PROBLEM DESCRIPTION:
Render the entries below as a two-column CSV with the header row input,answer, giving one row per entry with its text and its answer, each in a double-quoted field with line breaks replaced by spaces. Omit the pictures.

- - - - - - -

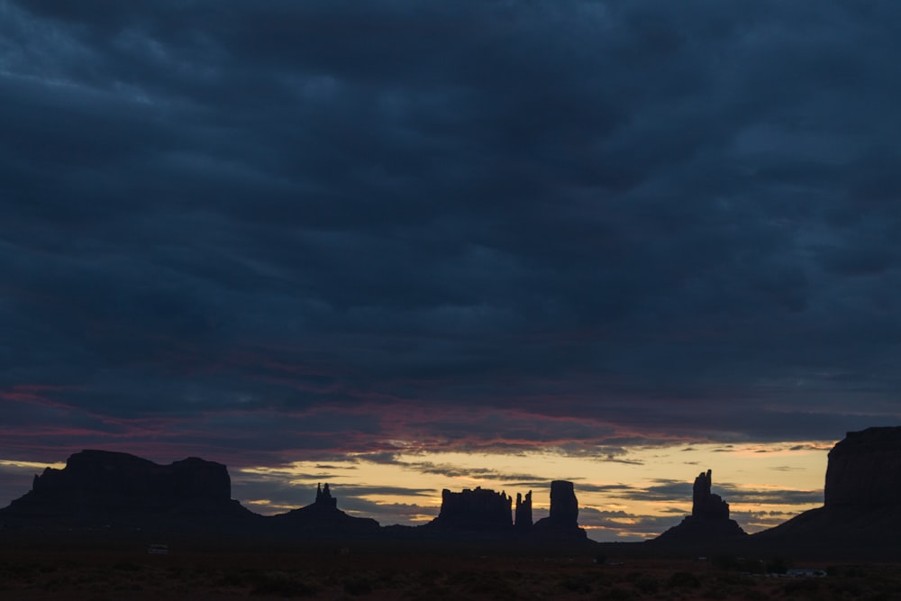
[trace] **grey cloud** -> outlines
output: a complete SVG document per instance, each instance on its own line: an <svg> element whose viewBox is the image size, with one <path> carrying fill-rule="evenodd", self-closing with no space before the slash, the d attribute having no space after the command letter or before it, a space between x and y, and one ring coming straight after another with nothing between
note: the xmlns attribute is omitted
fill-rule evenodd
<svg viewBox="0 0 901 601"><path fill-rule="evenodd" d="M898 10L0 2L0 387L279 460L896 422Z"/></svg>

- - - - - - -

WRITTEN SOLUTION:
input,answer
"[trace] **grey cloud** -> outlines output: a complete SVG document per instance, each instance on its own line: an <svg> element whose viewBox is the image size, with one <path> carrying fill-rule=""evenodd"", self-closing with no space before the slash, the d attribute having no space after the command letter or before it, a space between x and y, and one ring coming straight after another with nothing between note: the xmlns attribute is omitted fill-rule evenodd","<svg viewBox=""0 0 901 601""><path fill-rule=""evenodd"" d=""M898 10L0 2L0 387L279 460L896 422Z""/></svg>"